=== Instructions for the task ===
What lines in the records below contain the string "garage"? Copy every one.
Input records START
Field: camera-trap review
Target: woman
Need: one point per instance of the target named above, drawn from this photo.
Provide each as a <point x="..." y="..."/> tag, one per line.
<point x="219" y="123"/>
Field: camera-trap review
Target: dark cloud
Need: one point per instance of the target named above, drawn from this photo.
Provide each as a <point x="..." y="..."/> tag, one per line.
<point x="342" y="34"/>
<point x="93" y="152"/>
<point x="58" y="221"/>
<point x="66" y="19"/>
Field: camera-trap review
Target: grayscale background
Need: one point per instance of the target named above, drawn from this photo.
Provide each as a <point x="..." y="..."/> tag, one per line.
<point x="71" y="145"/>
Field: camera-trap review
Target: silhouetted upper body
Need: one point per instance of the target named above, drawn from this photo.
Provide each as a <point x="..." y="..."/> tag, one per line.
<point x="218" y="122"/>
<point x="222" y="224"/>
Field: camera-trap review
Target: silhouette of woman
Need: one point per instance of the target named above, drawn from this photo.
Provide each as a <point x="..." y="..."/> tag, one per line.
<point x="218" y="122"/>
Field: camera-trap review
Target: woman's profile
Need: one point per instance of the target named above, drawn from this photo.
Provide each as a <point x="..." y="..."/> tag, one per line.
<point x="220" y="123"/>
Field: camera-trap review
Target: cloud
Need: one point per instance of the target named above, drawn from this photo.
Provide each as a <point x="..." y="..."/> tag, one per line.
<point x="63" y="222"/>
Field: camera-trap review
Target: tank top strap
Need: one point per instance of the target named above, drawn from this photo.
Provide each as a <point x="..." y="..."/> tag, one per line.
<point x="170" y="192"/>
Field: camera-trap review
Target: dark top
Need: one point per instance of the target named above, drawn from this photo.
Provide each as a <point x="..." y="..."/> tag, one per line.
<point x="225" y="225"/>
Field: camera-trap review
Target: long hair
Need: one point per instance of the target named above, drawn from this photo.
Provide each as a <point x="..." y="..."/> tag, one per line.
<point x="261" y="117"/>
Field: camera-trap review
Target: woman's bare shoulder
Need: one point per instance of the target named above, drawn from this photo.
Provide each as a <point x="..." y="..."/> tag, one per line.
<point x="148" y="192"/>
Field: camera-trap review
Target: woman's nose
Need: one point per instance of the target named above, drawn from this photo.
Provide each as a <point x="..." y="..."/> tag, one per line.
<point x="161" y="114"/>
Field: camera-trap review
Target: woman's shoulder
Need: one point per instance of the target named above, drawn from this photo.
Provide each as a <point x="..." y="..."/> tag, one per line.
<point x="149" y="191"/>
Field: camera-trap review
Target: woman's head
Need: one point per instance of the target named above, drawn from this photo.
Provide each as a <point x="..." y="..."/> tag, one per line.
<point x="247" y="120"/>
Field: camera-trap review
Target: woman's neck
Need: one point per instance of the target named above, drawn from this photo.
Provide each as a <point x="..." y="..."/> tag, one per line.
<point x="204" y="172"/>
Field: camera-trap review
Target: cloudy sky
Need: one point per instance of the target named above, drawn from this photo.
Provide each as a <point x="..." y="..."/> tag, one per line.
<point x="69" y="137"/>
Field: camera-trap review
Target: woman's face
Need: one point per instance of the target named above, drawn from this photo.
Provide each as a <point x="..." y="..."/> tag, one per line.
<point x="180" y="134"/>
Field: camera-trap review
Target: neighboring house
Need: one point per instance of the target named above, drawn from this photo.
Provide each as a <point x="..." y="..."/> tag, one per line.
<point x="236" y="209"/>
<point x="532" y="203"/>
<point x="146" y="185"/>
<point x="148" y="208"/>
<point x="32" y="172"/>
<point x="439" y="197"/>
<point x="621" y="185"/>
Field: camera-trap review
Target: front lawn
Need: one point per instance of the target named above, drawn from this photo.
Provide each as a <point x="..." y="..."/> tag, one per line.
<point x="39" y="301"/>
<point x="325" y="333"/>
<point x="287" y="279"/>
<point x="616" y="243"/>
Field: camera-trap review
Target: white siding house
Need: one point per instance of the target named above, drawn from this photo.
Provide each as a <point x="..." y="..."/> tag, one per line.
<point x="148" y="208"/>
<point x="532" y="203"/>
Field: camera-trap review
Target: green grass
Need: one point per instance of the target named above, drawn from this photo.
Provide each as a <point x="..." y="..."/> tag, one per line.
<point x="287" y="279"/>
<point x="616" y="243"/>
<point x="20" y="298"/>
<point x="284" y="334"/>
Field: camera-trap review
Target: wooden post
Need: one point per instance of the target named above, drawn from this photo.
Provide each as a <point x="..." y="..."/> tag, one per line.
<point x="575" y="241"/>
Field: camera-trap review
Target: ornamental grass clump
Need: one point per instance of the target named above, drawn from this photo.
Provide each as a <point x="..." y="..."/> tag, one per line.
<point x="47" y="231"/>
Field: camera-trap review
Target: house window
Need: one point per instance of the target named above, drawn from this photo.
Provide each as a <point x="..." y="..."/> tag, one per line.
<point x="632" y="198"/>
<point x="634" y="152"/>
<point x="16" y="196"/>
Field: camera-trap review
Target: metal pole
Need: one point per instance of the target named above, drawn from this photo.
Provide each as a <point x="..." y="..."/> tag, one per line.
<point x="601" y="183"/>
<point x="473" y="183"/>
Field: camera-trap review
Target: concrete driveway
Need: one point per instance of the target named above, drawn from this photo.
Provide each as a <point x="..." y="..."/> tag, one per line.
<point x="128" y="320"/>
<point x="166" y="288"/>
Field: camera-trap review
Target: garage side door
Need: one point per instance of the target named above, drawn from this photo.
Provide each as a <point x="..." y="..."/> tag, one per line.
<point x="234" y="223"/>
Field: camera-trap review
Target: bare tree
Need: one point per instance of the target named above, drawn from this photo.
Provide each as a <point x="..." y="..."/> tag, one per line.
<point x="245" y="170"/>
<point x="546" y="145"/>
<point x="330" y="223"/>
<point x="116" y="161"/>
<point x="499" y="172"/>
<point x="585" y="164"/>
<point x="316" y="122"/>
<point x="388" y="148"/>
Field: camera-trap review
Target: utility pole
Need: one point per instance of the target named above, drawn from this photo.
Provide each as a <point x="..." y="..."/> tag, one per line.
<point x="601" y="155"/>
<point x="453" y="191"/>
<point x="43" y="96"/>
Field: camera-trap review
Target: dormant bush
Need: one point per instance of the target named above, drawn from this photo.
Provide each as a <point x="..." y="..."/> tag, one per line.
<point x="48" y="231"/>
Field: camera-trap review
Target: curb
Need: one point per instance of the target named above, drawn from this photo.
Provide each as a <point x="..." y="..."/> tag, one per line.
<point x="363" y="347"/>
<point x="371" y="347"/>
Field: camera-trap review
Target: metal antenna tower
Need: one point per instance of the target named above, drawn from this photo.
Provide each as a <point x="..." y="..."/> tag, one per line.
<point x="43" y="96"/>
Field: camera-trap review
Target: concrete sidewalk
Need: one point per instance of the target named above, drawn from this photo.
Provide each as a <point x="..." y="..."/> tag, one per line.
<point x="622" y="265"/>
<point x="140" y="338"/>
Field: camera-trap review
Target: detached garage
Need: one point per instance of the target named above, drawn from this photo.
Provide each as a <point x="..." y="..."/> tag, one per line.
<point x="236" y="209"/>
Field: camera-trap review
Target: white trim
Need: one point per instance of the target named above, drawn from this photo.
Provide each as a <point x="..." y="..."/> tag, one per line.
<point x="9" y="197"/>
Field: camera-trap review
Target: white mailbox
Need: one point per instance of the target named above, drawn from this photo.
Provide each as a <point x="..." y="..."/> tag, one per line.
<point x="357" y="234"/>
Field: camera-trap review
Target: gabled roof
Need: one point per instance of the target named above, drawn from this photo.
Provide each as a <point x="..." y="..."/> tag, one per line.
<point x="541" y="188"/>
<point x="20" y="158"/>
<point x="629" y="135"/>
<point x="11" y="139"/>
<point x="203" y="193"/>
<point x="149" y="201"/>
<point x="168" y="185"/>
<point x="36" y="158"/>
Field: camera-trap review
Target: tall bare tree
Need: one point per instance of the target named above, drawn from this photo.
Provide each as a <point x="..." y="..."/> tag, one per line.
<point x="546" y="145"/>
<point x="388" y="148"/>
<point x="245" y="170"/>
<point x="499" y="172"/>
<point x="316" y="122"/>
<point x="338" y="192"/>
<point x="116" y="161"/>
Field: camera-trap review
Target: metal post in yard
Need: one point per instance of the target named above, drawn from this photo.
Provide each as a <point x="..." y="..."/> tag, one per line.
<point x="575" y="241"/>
Input records END
=== Exercise response ===
Target: garage side door
Target: detached garage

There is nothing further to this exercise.